■ Assignment:
Look through the material and copy each line holding "below".

───── Provided records

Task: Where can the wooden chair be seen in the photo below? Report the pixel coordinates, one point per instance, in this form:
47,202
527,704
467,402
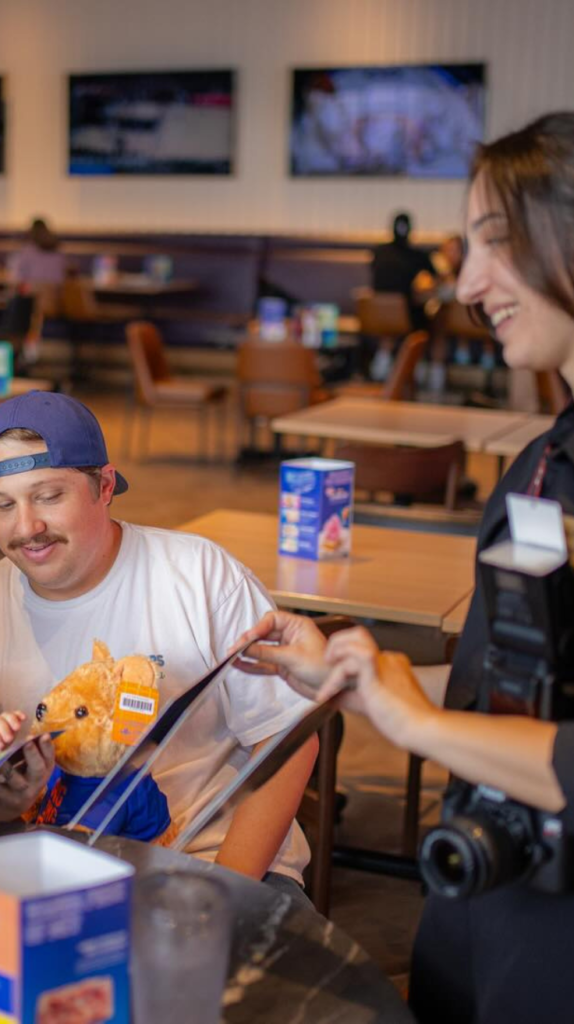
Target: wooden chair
383,314
454,320
400,385
553,392
408,473
274,379
414,773
156,387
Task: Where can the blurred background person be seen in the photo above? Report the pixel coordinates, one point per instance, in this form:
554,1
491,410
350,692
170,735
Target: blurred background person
394,268
36,272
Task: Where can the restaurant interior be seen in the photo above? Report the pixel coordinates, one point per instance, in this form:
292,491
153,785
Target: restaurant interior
216,185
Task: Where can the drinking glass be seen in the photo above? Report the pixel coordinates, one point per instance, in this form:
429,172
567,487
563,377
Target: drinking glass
180,948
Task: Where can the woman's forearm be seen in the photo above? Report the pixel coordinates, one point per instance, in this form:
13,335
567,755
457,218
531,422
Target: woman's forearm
512,754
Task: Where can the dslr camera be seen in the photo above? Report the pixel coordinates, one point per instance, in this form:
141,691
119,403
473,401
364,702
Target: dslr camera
485,839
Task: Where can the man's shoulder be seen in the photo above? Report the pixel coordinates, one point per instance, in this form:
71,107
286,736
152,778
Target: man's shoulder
157,542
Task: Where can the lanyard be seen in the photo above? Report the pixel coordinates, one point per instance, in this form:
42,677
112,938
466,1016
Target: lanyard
535,485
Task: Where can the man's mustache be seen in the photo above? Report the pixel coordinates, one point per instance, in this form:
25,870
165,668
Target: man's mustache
39,540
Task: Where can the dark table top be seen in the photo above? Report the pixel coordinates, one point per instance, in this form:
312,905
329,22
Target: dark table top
287,965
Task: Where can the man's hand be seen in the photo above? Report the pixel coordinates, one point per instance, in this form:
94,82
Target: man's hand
18,788
384,685
288,645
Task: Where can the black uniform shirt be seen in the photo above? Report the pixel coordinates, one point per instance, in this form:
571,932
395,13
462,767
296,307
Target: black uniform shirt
558,484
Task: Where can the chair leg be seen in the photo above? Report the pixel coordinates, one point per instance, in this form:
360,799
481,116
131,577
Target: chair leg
411,811
144,431
130,415
326,778
203,433
221,413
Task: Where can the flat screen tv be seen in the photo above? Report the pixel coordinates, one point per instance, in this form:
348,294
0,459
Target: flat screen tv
151,123
420,121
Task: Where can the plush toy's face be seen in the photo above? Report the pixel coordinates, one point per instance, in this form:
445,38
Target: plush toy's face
83,706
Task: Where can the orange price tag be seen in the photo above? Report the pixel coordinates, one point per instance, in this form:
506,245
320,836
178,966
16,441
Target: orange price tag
135,710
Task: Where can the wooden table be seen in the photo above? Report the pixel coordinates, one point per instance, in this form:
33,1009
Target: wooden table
512,442
417,424
142,285
392,576
454,621
21,385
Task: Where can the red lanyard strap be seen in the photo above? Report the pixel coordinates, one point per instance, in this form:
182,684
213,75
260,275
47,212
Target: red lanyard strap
535,485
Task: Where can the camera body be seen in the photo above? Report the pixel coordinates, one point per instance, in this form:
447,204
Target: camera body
486,839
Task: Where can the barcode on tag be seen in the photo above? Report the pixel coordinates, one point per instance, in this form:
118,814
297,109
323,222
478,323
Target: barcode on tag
136,707
144,705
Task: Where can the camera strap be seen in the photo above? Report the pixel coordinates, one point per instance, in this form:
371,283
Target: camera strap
535,485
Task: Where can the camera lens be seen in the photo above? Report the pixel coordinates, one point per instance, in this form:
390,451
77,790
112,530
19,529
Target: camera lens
469,856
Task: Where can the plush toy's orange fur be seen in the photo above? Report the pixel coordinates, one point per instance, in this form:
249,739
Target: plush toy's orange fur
83,706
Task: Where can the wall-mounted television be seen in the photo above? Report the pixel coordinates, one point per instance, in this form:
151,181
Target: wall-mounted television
420,121
151,123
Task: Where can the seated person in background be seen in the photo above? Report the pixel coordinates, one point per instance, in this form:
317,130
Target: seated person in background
72,572
433,290
39,262
37,272
395,266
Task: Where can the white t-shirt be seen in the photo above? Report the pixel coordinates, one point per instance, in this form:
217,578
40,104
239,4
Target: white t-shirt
182,601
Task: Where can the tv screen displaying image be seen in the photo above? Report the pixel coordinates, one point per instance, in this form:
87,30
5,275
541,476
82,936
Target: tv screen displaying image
151,123
420,121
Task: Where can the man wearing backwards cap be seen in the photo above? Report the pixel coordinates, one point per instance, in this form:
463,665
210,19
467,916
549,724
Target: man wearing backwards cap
72,572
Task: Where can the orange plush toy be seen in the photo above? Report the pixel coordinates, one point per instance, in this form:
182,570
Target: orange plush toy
83,706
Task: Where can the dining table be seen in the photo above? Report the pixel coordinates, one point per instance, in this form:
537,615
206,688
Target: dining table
391,576
373,421
288,965
21,385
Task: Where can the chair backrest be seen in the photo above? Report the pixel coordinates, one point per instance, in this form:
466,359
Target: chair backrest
553,391
77,300
400,384
454,321
275,378
382,313
148,358
48,300
420,474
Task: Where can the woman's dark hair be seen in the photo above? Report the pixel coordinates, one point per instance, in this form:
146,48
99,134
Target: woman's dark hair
531,174
42,237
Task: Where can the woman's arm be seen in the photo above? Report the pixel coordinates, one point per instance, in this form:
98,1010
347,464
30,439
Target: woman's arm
511,753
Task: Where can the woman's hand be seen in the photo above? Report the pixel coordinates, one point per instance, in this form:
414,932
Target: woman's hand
287,645
385,688
10,723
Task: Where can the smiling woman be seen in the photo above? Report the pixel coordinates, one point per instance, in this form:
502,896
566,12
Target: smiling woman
519,269
503,953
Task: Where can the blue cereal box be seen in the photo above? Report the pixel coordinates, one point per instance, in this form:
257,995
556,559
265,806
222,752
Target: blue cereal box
65,927
316,508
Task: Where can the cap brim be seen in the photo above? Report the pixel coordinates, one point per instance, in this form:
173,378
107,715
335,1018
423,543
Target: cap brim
121,484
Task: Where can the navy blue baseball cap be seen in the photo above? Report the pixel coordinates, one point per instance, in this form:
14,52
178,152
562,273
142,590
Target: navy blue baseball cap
72,433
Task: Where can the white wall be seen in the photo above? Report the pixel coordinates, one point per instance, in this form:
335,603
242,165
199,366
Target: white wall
526,43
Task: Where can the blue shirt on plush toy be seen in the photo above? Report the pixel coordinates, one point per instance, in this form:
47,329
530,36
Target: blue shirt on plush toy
144,815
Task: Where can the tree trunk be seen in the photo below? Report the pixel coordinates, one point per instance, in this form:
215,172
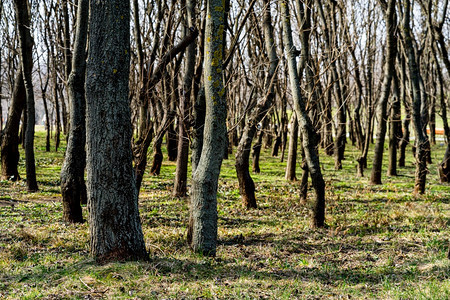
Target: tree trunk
389,68
444,166
73,187
246,184
202,230
404,141
394,128
309,138
292,154
26,48
10,137
114,222
180,184
199,116
414,75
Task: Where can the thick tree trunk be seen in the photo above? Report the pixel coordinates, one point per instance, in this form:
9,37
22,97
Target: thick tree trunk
389,68
202,230
10,137
114,222
73,187
309,138
26,48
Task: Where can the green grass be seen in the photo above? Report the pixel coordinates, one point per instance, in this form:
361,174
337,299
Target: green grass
381,242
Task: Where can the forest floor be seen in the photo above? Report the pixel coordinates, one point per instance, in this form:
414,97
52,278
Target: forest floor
381,242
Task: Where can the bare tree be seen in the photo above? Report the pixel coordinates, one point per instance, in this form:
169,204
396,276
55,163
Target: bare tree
114,222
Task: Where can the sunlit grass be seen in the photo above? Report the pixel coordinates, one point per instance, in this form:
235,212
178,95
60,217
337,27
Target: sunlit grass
381,241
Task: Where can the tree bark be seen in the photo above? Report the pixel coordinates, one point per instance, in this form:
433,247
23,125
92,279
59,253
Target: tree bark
73,187
10,136
389,68
114,223
246,184
26,48
292,154
180,183
394,128
414,75
309,138
202,230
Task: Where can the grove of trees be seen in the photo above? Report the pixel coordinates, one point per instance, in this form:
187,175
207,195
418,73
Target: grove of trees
214,78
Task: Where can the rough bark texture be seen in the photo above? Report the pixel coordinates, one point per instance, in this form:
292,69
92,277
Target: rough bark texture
391,50
26,48
202,230
414,75
309,138
180,183
292,154
10,136
73,187
395,129
246,184
199,115
114,224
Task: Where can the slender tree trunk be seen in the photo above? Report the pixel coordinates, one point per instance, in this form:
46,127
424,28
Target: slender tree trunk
309,138
389,68
414,75
114,223
10,137
180,184
202,230
292,154
394,128
246,184
26,48
199,116
73,187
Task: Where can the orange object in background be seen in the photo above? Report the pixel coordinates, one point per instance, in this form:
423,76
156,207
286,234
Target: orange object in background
439,131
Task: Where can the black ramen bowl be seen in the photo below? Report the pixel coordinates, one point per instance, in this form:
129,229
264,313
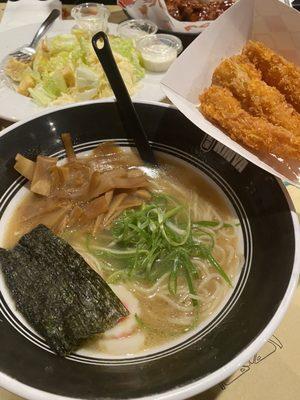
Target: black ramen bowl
233,335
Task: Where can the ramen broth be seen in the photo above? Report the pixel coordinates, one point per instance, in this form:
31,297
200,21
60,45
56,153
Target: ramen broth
156,315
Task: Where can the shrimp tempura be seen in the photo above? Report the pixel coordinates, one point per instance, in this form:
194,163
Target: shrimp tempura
243,80
220,106
276,71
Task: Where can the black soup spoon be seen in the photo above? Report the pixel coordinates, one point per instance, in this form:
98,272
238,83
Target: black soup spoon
129,117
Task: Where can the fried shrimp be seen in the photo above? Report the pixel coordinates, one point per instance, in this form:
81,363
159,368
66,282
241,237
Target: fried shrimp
259,99
222,108
276,71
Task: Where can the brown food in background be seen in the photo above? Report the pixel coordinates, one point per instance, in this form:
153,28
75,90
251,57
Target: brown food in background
222,108
276,71
242,78
195,10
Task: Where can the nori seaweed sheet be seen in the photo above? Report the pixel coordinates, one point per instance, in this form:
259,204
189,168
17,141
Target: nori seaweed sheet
59,294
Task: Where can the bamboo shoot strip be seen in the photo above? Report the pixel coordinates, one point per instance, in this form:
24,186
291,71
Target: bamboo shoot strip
57,291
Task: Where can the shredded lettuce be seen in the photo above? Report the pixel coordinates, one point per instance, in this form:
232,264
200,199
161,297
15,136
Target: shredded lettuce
66,69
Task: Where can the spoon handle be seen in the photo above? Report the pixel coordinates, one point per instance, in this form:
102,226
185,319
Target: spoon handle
127,112
44,27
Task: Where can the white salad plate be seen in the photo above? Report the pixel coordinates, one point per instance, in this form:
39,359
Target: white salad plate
15,107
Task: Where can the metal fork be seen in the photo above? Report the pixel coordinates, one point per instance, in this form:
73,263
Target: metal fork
25,53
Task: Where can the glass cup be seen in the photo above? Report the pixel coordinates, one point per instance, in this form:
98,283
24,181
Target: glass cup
91,17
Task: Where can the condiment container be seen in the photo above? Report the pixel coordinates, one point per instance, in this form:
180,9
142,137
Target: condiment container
159,51
136,28
91,17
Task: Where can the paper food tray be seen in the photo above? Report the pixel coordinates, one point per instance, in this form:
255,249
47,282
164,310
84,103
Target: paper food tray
269,21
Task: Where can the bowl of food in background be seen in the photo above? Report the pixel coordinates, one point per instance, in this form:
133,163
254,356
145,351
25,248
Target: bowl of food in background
124,280
184,18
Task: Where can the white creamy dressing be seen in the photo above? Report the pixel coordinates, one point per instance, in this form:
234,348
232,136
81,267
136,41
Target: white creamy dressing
158,57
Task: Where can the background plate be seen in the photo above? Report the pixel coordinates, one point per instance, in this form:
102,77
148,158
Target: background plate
15,107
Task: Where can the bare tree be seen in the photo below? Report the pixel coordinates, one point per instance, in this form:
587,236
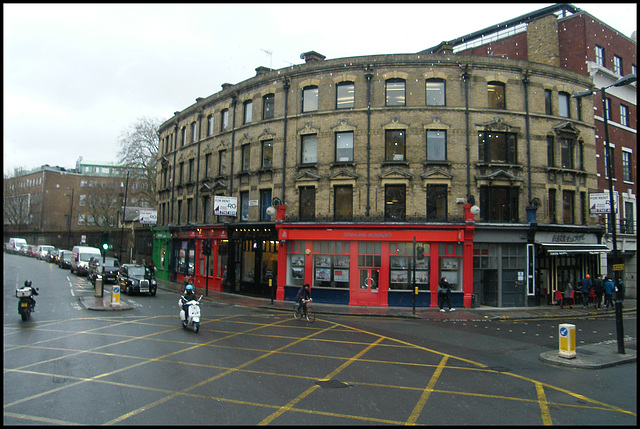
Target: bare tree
138,151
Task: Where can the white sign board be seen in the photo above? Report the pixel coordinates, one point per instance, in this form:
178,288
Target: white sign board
599,203
225,206
148,217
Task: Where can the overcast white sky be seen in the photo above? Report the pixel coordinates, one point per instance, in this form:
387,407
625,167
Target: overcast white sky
76,76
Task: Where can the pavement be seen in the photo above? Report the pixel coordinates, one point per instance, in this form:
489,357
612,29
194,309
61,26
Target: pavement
592,356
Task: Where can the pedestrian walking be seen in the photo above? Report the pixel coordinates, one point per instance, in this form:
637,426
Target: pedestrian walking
598,288
444,294
566,295
609,288
586,290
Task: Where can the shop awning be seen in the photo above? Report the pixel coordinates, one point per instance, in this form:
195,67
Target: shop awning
570,249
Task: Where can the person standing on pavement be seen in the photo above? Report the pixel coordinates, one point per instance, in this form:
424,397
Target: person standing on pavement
609,288
566,295
586,289
444,294
598,288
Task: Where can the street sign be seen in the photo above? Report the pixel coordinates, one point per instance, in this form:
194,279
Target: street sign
599,203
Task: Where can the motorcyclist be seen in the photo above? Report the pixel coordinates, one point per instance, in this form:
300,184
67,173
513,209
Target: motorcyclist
32,302
304,294
189,294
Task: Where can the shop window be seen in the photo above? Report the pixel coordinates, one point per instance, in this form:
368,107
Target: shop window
496,147
436,145
295,274
309,150
310,99
343,203
495,91
344,146
244,206
499,203
267,154
268,106
437,203
395,203
345,95
626,166
395,92
451,264
435,92
395,141
568,207
400,266
307,203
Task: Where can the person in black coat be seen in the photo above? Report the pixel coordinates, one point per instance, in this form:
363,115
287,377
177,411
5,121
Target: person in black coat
444,294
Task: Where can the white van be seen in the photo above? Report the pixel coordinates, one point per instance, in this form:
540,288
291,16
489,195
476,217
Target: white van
16,243
80,258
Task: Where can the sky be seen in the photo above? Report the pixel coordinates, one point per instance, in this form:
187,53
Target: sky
76,76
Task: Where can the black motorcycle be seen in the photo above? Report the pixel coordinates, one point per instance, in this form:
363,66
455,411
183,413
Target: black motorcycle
26,303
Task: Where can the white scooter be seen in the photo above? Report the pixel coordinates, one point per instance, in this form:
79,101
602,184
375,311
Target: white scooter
193,319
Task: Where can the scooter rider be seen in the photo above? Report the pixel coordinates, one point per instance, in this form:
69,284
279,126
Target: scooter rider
32,302
189,294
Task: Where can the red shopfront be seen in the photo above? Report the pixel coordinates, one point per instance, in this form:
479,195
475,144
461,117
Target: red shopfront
372,265
190,260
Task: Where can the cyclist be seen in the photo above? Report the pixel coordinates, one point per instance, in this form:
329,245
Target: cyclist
304,295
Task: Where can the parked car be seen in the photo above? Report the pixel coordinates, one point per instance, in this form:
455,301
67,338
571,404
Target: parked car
111,268
136,278
64,259
52,256
43,250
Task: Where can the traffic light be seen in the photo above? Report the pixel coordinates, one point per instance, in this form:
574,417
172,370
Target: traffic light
104,241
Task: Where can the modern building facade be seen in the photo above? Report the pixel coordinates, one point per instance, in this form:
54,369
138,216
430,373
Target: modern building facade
65,207
372,177
567,37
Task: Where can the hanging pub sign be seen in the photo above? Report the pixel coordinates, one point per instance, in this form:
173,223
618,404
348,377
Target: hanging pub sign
225,206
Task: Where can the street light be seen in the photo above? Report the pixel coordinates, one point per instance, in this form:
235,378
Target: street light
626,80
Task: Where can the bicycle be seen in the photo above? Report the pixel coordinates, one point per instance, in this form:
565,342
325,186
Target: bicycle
297,312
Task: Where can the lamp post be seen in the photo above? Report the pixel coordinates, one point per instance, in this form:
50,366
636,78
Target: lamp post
626,80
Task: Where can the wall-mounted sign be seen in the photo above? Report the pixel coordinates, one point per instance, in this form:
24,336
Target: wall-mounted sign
148,217
225,206
599,203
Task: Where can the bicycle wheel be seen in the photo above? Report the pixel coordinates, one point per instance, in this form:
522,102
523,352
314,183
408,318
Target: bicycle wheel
296,312
311,315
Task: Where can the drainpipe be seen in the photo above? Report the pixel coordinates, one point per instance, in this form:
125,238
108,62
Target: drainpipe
233,141
173,173
198,165
368,76
286,86
466,76
526,81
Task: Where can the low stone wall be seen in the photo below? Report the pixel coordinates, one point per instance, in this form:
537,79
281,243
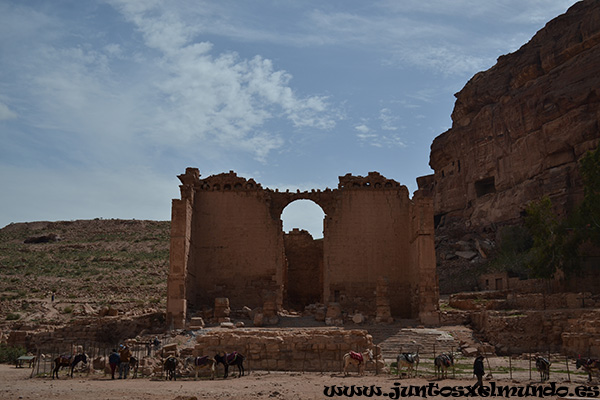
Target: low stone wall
508,300
108,329
583,336
287,350
571,332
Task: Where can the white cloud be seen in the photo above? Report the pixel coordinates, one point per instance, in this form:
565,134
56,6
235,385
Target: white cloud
6,113
388,120
223,99
362,128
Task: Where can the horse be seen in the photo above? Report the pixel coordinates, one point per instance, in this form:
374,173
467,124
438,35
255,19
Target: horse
543,366
408,360
169,367
234,358
442,362
359,359
589,365
134,364
201,362
68,361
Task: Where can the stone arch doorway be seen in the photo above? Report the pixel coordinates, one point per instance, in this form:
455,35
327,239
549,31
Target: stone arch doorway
303,273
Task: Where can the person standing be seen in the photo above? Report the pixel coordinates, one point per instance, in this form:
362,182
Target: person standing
125,355
113,361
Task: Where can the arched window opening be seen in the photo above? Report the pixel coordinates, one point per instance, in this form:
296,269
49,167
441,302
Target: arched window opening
303,214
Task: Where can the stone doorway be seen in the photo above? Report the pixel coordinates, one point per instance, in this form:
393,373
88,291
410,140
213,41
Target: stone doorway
303,276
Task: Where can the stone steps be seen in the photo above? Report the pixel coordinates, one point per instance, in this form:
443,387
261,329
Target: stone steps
427,341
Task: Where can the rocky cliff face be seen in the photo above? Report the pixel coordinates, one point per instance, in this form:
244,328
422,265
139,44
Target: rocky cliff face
520,127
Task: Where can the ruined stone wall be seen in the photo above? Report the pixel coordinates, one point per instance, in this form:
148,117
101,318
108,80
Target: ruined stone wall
304,278
237,249
227,241
519,128
287,350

──────────

■ Result of this task:
Task: Where can the wooden chair be seen in the photo below? Report the pixel coordinates, one point per instance, in this form:
Task: Where can the tree trunk be seen in the photo below? Report the pixel coordinates, one point per instance, in this form:
Task: Where can the black ramen bowl be seen in the photo below? Report the pixel coordinates, one point per instance, in this form:
Task: Where can the bare tree be seen in the photo below? Report the pixel coordinates, one point per instance, in this form:
Task: Where can the low stone wall be seen in the photo below? Report the pixel coordinates, one point per instance, in this form:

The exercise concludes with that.